TRECHO SELECIONADO -

|---|

O caso chegou ao Judiciário em 2021, três meses depois de proferida sentença arbitral que condenou o médico e sua empresa ao pagamento de multa milionária por descumprimento do contrato firmado com a Esho. A decisão da Câmara de Conciliação, Mediação e Arbitragem Ciesp/Fiesp foi unânime.

Porém, o oncologista entrou uma ação anulatória questionando a sentença. Alegou que um dos três julgadores falhou no dever de revelação, pois não informou ter sido advogado da Kora Saúde Participações, que possui relações comerciais com a Esho. E que o árbitro seria próximo do escritório de advocacia que atuou pela Esho em outros casos, inclusive compartilhando o mesmo endereço de trabalho.

O argumento do profissional de saúde foi acatado pelos ministros Humberto Martins e Moura Ribeiro, mas não conquistou a maioria. Prevaleceu o voto da relatora, a ministra Nancy Andrighi, acompanhada pelos ministros Ricardo Villas Bôas Cueva e Marco Aurélio Bellizze. Eles mantiveram a decisão do Tribunal de Justiça do Estado de São Paulo (TJSP), favorável à Amil.

De acordo com a ministra Nancy, não havia provas suficientes de que o árbitro foi parcial. Ela enfatizou que o médico só questionou o dever de revelação após a decisão lhe ter sido desfavorável. “Em razão da excepcionalidade da ação anulatória, seriam necessárias provas contundentes de parcialidade do árbitro para anular a sentença arbitral, o que não se verifica na hipótese, pois todos os pontos suscitados pelos recorrentes já eram de conhecido público antes e durante a arbitragem”, disse a relatora, na sessão de julgamento (REsp 210190).

O advogado Lucas Akel, do Akel Advogados, que representa o médico Rafael Brandão no processo, disse que vai recorrer da decisão – em parte positiva, pois tiveram dois votos favoráveis à tese deles. “Na nossa visão, é uma causa absurda, pois aconteceu a violação ao dever de revelação”, disse o especialista.

|---|

MATERIAL APRESENTADO -
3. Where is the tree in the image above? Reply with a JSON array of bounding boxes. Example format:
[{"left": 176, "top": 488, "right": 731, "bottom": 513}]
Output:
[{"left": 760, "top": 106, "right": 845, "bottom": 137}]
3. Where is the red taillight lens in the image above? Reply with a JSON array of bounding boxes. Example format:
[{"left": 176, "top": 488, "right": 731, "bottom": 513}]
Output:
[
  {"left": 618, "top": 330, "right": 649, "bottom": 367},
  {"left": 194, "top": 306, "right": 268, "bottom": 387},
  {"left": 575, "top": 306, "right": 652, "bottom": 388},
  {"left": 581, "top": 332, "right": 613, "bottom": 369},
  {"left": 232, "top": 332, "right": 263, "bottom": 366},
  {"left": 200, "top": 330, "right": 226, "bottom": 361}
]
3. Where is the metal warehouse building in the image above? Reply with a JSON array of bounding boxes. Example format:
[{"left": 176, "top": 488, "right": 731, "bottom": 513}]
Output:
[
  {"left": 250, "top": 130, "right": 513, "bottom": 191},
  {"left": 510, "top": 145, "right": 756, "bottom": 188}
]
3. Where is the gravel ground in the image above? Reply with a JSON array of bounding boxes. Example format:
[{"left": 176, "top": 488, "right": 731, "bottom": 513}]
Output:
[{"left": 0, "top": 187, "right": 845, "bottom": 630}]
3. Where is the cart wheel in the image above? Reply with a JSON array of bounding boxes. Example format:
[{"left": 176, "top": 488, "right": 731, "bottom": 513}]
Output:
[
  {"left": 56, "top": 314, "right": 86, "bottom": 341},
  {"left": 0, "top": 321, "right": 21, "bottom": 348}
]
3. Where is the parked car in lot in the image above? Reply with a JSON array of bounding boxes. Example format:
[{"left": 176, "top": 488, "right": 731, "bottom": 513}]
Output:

|---|

INSTRUÇÕES -
(a) No trecho sobre a anulação da sentença arbitral, quem foi a relatora cujo voto prevaleceu?
(b) Retorne do trecho, sem nenhuma alteração, a parte que começa em "Porém, o oncologista" e termina em "favorável à Amil.".
Use somente o trecho como fonte.

RESPOSTAS -
(a) A ministra Nancy Andrighi.

(b)
Porém, o oncologista entrou uma ação anulatória questionando a sentença. Alegou que um dos três julgadores falhou no dever de revelação, pois não informou ter sido advogado da Kora Saúde Participações, que possui relações comerciais com a Esho. E que o árbitro seria próximo do escritório de advocacia que atuou pela Esho em outros casos, inclusive compartilhando o mesmo endereço de trabalho.

O argumento do profissional de saúde foi acatado pelos ministros Humberto Martins e Moura Ribeiro, mas não conquistou a maioria. Prevaleceu o voto da relatora, a ministra Nancy Andrighi, acompanhada pelos ministros Ricardo Villas Bôas Cueva e Marco Aurélio Bellizze. Eles mantiveram a decisão do Tribunal de Justiça do Estado de São Paulo (TJSP), favorável à Amil.